Contour labeling entries
——————————

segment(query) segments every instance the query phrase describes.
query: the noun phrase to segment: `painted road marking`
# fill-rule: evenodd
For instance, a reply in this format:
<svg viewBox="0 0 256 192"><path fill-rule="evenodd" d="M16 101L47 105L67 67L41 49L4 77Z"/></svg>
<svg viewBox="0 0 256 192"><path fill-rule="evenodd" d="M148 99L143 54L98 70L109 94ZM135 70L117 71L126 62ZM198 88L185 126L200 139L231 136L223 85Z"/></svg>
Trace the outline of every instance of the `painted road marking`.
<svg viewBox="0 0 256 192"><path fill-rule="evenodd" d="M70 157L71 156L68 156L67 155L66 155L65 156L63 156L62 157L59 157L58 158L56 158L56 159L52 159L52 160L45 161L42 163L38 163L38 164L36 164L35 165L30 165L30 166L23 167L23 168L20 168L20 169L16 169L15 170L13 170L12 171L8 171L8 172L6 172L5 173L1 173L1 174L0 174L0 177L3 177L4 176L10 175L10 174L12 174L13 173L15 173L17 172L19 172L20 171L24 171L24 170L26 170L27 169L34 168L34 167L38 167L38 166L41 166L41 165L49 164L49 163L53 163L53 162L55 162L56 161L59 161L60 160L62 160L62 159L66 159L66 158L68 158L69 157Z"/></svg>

——————————

**What to produce**
Extract all of the lines above verbatim, copying every character without alteration.

**Reply**
segment(query) segments every instance the query phrase describes.
query: the noun phrase to segment: `painted road marking`
# fill-rule: evenodd
For instance, a reply in this format:
<svg viewBox="0 0 256 192"><path fill-rule="evenodd" d="M16 101L47 105L67 67L41 49L4 77Z"/></svg>
<svg viewBox="0 0 256 192"><path fill-rule="evenodd" d="M148 99L143 54L98 70L109 94ZM135 70L117 71L126 62ZM198 88L185 126L200 139L231 136L223 85Z"/></svg>
Trace the outline of every instance of the `painted road marking`.
<svg viewBox="0 0 256 192"><path fill-rule="evenodd" d="M70 157L71 156L68 156L67 155L66 155L65 156L63 156L62 157L59 157L58 158L56 158L56 159L52 159L52 160L45 161L42 163L38 163L38 164L36 164L35 165L30 165L30 166L23 167L23 168L20 168L20 169L16 169L15 170L13 170L12 171L8 171L8 172L6 172L5 173L1 173L1 174L0 174L0 177L3 177L4 176L10 175L10 174L12 174L13 173L15 173L17 172L19 172L20 171L24 171L24 170L26 170L27 169L34 168L34 167L38 167L38 166L41 166L41 165L49 164L49 163L53 163L53 162L55 162L56 161L59 161L60 160L62 160L62 159L66 159L66 158L68 158L69 157Z"/></svg>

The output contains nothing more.